### TASK TO COMPLETE
Rewrite all of the entries below, replacing "photograph" with "image" wherever it appears and leaving everything else unchanged. Omit the pictures from your output.

### EXERCISE MATERIALS
+ + + + +

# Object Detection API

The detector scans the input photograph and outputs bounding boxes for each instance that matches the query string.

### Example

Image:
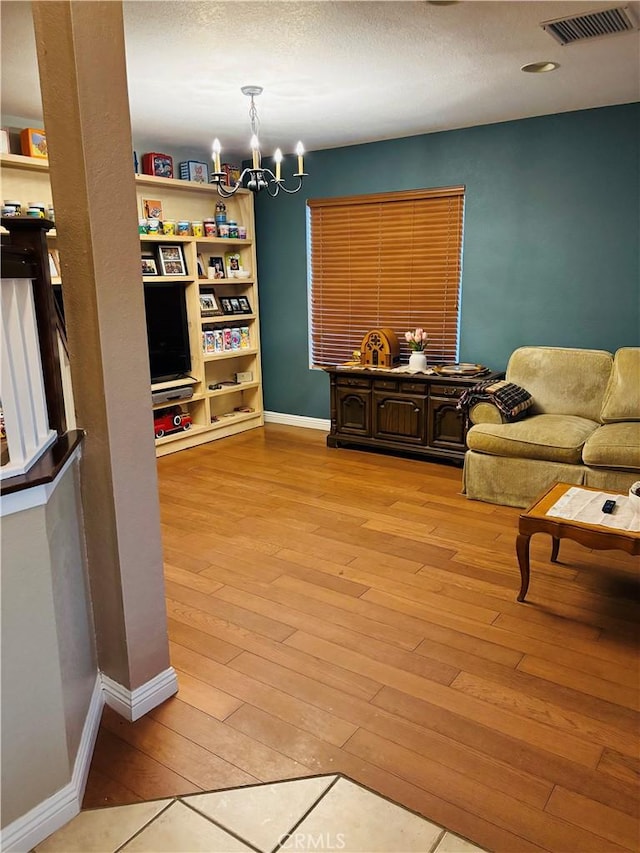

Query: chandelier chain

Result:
[211,86,307,198]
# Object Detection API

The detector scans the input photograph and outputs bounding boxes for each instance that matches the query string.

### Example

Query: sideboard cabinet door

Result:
[336,386,371,436]
[373,392,427,446]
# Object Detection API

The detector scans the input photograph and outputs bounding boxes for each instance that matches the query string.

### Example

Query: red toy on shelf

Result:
[153,406,193,438]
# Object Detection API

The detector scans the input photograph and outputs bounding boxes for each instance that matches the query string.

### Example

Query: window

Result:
[308,187,464,366]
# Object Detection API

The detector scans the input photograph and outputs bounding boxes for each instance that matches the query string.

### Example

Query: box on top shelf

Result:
[20,127,48,160]
[180,160,209,184]
[142,151,173,178]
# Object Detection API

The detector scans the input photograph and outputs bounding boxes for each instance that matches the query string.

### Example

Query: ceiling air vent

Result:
[540,6,637,44]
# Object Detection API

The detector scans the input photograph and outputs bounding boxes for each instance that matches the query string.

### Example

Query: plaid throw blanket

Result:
[457,379,533,421]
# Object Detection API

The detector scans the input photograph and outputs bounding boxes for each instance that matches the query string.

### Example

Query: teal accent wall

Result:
[256,103,640,418]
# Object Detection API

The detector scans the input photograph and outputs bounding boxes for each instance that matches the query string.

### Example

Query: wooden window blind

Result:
[307,187,464,366]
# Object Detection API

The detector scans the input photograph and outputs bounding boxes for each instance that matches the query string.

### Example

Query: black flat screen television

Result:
[144,281,191,384]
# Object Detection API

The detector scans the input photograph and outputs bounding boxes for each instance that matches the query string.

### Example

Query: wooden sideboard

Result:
[324,366,504,464]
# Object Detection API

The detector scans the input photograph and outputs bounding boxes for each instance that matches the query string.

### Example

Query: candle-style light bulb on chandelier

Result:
[211,86,307,198]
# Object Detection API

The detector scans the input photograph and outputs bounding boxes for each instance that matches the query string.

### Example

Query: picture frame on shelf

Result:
[142,198,164,221]
[200,290,223,317]
[158,246,187,275]
[141,255,158,275]
[207,255,225,279]
[224,252,241,278]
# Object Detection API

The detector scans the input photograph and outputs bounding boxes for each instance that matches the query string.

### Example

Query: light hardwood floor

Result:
[84,424,639,853]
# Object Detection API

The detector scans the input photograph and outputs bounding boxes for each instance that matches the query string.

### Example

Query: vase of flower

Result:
[409,350,427,373]
[404,329,429,373]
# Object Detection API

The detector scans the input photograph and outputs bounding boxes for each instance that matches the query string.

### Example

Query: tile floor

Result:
[35,776,485,853]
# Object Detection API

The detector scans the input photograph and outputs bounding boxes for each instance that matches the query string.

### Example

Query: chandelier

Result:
[211,86,307,198]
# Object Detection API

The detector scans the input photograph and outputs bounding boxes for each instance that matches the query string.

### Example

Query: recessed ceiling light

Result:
[520,61,560,74]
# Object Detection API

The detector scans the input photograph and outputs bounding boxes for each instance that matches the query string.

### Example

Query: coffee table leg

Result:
[516,533,531,601]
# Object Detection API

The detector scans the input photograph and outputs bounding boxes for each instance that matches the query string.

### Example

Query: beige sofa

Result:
[464,347,640,507]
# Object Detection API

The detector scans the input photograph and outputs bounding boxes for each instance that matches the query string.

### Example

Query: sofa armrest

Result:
[469,400,507,425]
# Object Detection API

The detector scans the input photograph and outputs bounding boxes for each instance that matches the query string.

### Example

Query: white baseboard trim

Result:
[102,666,178,723]
[264,412,331,432]
[0,673,104,853]
[0,666,178,853]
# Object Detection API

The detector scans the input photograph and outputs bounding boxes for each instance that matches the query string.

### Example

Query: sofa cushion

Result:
[582,421,640,471]
[467,415,599,465]
[506,347,613,421]
[600,347,640,423]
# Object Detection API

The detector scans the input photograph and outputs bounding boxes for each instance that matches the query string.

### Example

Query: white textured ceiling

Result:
[0,0,640,159]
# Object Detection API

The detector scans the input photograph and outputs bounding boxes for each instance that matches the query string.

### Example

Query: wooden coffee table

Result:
[516,483,640,601]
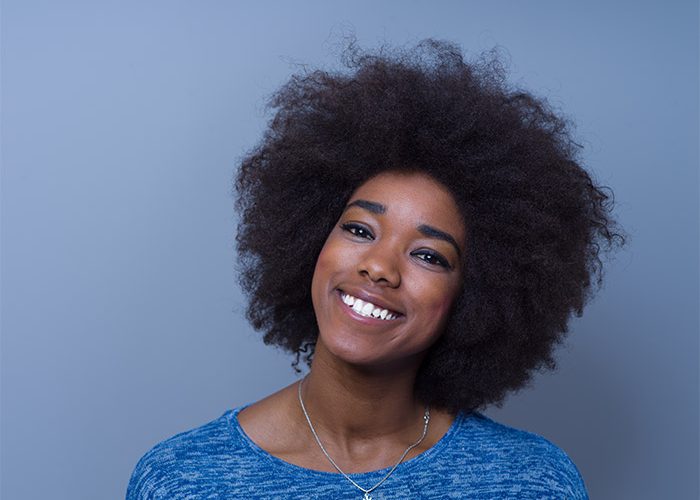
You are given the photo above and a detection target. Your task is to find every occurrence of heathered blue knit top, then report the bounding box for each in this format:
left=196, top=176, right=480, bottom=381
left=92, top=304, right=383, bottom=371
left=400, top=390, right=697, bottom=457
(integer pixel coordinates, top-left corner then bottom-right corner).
left=126, top=408, right=588, bottom=500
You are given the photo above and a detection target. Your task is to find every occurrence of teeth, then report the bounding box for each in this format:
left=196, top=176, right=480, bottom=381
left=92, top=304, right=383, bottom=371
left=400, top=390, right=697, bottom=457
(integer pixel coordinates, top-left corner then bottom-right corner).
left=340, top=293, right=397, bottom=320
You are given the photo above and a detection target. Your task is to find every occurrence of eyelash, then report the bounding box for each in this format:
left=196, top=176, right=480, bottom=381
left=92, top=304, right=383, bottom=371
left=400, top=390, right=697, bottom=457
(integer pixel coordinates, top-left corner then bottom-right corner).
left=340, top=223, right=452, bottom=269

+ + + + +

### SOLUTION TO THIS TASK
# Object Detection API

The detector scans the input image and outputs bounding boxes for each instance that matches the query string.

### Example

Image:

Query: chandelier chain

Result:
[211,86,307,198]
# Object Detection API

The detector scans the input image and outputs bounding boxes for each instance that matches the query string.

### Example

Query: sideboard cabinet door

Result:
[336,386,371,436]
[373,392,427,446]
# Object Detection API

The detector scans the input image and outputs bounding boxes for each instance that matches the query string.

### Example

Query: red toy on shelf

Result:
[153,406,193,438]
# Object Detection API

The detector scans the input image and outputs bounding boxes for each instance that matches the query string.

### Example

Query: window

Result:
[308,187,464,366]
# Object Detection API

The detector scans the input image and outputs bounding boxes for each instance that matches the query string.

### Example

Query: box on top shelf

Result:
[20,127,48,160]
[180,160,209,184]
[142,151,173,178]
# Object Detection API

The detector scans the input image and outputs bounding boxes for each instance that matches the query string.

### Example

Query: ceiling air vent

Result:
[540,6,637,44]
# Object Detection API

The detector scans the input image and outputs bounding boxes for each instance that matches the query string.

### Example

Query: plaid throw blanket

Result:
[457,379,533,421]
# Object Detection API

The detector scans the input image and outputs bounding boxes for each instance that matches the query string.

### Example

Query: teal accent wall

Result:
[256,103,640,418]
# Object Detection API

The detector scans the input image and outputs bounding boxes for each instance that matches the query string.

### Example

Query: wooden window blind

Result:
[307,187,464,366]
# Object Detection API

The detector scans the input image and outputs bounding boxes for each instance that matches the query string.

### Example

Query: black flat screen television

Result:
[144,281,191,384]
# Object Detection API

The detector scans the input image and outputs bounding boxes for each instance that matches the query string.

### Example

Query: wooden sideboard

Result:
[324,366,504,464]
# Object Detection API

The detector scans the input image and outputs bounding boxes for each instance that matches the query string.

### Example

Query: candle-style light bulb on chandelier

Result:
[211,86,307,198]
# Object Detection API

The detector scans the input image and outputs bounding boxes for each instance that matches the query string.

### Example

Query: picture frame on shelf

Result:
[142,198,164,221]
[200,290,223,317]
[158,246,187,275]
[141,255,158,275]
[207,255,225,279]
[224,252,241,278]
# Object Detection API

The detector scans the input image and outputs bounding boxes for each instance that matches the query string.

### Example

Query: light hardwood floor

Result:
[84,424,639,853]
# Object Detection API

The detector scans the input image and outputs bounding boxes for each instance that matches the query string.

### Example

Query: vase of flower

Result:
[409,350,427,373]
[404,329,429,373]
# Object Detection API

The detector scans the input image and outputs bounding boxes for each instance that matches the query string.

### Example

Query: tile floor

Result:
[35,776,485,853]
# Object Detection API

The detector scans the input image and outputs bounding boxes for each instance that matches the query string.

### Example

Query: chandelier

Result:
[211,86,307,198]
# Object Detection API

The detector scans the input image and outputs bounding boxes for each instance that matches the query string.

### Example

Query: recessed ceiling light

Result:
[520,61,560,74]
# Object Detection API

The detector scans the input image and outputs bounding boxes for each instance that matches the query string.

### Example

Query: coffee table leg

Result:
[516,533,531,601]
# Object Detection API

The detector scans the input image and outputs bounding boxes for each instance that matches the query string.

### Example

Query: beige sofa

Result:
[464,347,640,507]
# Object Detection API

The detector scans the input image and outputs bounding boxes for each instance that matches the query string.

### Example

Query: sofa armrest

Result:
[469,400,507,425]
# Object Detection API

The detector scans the input image and outputs bounding boxes for each instance that matches the query string.

### Example

Query: white baseboard trim

Result:
[102,666,178,723]
[264,412,331,432]
[0,673,104,853]
[0,666,178,853]
# Object Detection API

The detector scans the input image and outputs bounding boxes for each instance that matches the query string.

### Example

Query: sofa cushion

Result:
[582,421,640,471]
[467,415,599,465]
[506,347,613,421]
[600,347,640,423]
# Object Detection API

The detector scans the input image and outputs bounding boxes for each instance that matches the query string.

### Example

Query: white textured ceiling

Result:
[0,0,640,159]
# Object Detection API

The detector scans the input image and outputs bounding boxes for each instance that matches the query string.

### Example

Query: wooden coffee table

Result:
[516,483,640,601]
You are given the photo above and a detection target. Your task is to find every occurrence of heathered blue knit top, then report the bounding box for each in this format:
left=196, top=176, right=480, bottom=381
left=92, top=304, right=383, bottom=371
left=400, top=390, right=697, bottom=457
(integer pixel coordinates, top-left corner then bottom-right corner).
left=126, top=408, right=588, bottom=500
You are given the photo above and a detection target. Your task is to find every occurrence of teeth, then report the bounding box for each in this format:
left=196, top=176, right=480, bottom=381
left=92, top=304, right=383, bottom=371
left=400, top=390, right=697, bottom=457
(integer pixel coordinates, top-left corner then bottom-right corner).
left=340, top=293, right=397, bottom=320
You are given the photo above and a detection target. Your task is to find every occurrence of eyelash, then report the bounding box for each in this format:
left=196, top=176, right=480, bottom=381
left=92, top=304, right=383, bottom=371
left=400, top=390, right=697, bottom=457
(integer pixel coordinates, top-left corner then bottom-right corner).
left=340, top=223, right=452, bottom=269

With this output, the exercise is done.